Dataset entries
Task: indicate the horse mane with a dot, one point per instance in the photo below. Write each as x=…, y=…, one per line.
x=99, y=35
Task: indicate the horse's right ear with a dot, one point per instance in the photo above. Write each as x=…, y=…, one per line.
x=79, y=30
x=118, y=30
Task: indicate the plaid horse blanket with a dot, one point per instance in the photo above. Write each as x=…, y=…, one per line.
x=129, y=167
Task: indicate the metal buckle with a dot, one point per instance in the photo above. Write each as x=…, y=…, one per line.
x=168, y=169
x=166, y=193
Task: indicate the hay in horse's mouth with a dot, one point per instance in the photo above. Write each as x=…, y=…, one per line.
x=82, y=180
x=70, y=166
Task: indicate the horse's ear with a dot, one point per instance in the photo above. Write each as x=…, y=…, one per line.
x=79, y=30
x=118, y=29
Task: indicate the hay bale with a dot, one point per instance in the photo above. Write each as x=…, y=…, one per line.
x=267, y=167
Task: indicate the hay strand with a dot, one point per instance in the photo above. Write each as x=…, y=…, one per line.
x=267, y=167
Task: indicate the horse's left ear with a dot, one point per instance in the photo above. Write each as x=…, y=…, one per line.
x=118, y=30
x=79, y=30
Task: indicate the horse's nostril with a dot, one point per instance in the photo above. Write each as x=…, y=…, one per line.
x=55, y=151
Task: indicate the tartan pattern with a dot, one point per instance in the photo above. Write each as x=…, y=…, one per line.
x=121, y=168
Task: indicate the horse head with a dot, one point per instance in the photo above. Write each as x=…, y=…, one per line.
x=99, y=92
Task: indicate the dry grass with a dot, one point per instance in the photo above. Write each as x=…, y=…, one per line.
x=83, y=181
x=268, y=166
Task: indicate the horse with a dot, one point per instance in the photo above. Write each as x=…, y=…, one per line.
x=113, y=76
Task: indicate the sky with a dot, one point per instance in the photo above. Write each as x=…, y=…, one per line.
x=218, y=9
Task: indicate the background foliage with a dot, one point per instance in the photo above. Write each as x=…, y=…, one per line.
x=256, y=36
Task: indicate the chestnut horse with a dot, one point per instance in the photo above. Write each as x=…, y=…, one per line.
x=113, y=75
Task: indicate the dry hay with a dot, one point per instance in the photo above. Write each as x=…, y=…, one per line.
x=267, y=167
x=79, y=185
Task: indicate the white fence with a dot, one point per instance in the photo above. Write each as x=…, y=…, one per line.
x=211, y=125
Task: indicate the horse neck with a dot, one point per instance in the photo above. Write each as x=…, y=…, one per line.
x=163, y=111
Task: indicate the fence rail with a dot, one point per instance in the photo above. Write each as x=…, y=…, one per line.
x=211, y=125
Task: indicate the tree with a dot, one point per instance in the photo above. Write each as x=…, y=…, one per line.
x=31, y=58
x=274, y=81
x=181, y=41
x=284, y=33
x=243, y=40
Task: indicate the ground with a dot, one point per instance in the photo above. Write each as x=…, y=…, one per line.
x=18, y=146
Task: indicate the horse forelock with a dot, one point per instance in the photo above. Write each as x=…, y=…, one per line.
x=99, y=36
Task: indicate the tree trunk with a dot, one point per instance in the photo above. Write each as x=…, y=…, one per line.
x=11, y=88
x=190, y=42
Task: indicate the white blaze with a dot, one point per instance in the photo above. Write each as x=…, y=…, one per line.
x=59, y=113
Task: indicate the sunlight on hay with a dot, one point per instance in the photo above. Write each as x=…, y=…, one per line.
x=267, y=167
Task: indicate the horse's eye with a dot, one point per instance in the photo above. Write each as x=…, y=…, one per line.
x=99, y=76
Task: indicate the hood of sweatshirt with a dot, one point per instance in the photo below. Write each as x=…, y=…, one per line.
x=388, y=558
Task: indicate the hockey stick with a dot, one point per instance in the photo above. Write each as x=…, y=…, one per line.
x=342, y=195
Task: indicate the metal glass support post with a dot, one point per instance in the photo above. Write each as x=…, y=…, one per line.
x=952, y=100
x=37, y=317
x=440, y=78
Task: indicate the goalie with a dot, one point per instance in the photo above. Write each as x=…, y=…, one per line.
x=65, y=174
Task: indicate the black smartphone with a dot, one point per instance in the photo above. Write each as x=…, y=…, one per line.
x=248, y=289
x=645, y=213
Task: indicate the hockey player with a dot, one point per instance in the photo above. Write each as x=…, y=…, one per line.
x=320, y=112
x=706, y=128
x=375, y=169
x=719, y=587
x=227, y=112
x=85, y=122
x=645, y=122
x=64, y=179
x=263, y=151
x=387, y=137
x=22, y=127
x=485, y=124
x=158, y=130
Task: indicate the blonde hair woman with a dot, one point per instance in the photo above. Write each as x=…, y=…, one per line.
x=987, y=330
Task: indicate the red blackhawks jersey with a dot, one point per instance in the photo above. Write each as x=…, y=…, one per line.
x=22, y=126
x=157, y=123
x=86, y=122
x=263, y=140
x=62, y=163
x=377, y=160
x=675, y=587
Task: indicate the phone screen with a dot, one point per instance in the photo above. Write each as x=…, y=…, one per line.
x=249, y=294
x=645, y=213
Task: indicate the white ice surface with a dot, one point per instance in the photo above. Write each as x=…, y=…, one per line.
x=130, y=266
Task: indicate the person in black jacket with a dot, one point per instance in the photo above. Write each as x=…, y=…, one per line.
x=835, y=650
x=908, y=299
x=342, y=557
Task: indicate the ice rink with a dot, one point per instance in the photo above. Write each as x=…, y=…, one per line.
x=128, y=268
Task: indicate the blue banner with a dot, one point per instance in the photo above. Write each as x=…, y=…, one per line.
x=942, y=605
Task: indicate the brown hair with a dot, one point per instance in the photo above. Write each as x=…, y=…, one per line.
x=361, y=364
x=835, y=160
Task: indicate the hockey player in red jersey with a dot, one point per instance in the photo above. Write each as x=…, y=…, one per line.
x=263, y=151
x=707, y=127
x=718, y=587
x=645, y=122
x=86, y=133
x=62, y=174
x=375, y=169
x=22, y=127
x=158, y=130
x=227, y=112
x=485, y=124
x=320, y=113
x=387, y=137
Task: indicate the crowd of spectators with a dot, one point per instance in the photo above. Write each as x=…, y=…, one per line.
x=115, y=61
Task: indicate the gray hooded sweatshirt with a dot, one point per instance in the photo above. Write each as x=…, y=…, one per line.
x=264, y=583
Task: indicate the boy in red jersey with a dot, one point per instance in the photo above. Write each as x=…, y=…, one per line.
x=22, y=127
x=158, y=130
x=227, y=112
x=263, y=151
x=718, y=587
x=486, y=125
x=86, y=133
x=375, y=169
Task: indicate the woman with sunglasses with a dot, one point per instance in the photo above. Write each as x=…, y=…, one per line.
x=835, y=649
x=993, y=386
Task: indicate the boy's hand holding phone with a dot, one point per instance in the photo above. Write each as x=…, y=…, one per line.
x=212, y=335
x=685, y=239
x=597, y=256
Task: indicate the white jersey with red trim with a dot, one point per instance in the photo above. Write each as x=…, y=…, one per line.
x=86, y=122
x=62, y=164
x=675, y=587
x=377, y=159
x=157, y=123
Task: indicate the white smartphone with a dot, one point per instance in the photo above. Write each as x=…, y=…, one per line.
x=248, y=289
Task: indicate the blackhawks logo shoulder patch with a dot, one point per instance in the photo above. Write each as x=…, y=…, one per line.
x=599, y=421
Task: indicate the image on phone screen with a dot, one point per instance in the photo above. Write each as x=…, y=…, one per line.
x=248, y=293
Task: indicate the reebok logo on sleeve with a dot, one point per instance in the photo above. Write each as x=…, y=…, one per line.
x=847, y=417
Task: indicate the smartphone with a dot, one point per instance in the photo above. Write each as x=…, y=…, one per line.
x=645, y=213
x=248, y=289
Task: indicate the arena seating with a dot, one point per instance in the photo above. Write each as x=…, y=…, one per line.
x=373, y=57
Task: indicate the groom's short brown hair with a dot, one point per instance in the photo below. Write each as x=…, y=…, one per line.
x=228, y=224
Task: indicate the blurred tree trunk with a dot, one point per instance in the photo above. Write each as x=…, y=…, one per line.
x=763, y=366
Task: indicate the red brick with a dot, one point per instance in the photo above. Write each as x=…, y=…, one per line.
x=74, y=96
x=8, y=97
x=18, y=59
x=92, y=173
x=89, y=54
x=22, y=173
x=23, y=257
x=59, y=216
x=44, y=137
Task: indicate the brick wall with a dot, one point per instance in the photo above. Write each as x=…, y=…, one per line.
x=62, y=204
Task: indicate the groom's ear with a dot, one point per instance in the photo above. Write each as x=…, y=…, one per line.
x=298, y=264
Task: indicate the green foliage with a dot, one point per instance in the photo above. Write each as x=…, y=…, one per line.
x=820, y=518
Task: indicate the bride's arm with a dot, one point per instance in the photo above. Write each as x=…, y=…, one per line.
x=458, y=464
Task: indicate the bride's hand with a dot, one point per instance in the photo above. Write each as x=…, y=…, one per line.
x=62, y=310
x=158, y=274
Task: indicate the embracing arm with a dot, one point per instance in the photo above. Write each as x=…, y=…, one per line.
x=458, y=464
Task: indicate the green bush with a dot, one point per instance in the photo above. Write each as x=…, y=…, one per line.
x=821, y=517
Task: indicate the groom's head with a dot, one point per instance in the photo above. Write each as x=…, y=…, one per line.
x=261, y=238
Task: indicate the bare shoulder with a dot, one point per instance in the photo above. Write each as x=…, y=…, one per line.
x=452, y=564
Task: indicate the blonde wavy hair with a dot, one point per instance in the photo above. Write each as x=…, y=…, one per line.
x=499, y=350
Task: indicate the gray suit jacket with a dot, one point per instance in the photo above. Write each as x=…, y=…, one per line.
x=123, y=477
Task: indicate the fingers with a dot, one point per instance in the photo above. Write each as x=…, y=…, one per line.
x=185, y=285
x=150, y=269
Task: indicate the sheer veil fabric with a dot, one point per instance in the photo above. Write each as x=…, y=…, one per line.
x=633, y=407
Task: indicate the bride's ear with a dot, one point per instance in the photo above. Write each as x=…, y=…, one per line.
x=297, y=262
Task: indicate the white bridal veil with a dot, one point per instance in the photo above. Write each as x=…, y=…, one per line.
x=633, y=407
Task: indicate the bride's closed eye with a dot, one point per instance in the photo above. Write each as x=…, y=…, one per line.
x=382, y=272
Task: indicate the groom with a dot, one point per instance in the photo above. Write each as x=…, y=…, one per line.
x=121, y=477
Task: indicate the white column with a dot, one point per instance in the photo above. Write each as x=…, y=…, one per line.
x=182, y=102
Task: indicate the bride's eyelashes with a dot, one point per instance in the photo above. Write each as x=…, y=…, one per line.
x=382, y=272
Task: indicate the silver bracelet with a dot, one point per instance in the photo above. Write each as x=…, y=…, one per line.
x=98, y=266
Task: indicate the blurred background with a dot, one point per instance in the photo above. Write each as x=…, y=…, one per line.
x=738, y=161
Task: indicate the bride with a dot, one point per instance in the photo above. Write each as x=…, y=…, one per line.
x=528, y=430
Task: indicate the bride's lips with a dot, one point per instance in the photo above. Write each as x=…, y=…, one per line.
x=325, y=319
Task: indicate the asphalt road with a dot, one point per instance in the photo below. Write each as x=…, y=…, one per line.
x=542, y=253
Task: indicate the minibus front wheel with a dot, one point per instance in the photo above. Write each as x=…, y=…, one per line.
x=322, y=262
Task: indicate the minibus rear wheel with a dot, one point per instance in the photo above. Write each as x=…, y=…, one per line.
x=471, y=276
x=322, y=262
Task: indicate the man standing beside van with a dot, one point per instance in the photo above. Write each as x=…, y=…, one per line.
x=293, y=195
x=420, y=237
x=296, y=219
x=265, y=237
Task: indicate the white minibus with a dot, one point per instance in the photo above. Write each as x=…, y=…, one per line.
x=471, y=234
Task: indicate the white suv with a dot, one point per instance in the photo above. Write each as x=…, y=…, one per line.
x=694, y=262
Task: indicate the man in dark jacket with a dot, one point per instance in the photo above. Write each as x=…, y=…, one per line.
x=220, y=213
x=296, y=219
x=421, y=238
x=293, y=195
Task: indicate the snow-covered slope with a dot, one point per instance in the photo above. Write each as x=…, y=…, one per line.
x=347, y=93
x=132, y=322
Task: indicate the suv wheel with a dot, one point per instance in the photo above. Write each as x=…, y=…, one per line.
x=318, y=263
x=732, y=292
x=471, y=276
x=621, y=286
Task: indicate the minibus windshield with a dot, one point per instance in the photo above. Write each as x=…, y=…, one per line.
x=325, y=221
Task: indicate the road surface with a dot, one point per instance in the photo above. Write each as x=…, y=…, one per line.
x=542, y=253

Brief
Quote only the lines from the line containing "Task: indicate the white suv" through the end of the listing, please, keeping both the first and the last line.

Worked solution
Task: indicate the white suv with a dot, one point per instance in the photo above. Write each as x=…, y=…, one per line.
x=694, y=262
Task: indicate the man in dark jacket with a dot, one point per instance in the photo above. Write each as x=…, y=…, one per line.
x=220, y=213
x=296, y=219
x=421, y=238
x=293, y=195
Task: indicate the snow-covered slope with a dot, one point per instance in the photo above. Write each as x=…, y=…, one per line.
x=347, y=93
x=132, y=322
Task: indicate the suv wheel with a dot, one point per instance in the photo above. Write each as x=…, y=…, one per line.
x=318, y=263
x=732, y=292
x=471, y=276
x=621, y=286
Task: indicate the minibus windshield with a dot, one point per instance in the photo above. Write each as x=…, y=…, one per line.
x=325, y=221
Task: indicate the road surface with a dot, one point per instance in the photo above. Write each as x=…, y=…, one per line.
x=542, y=253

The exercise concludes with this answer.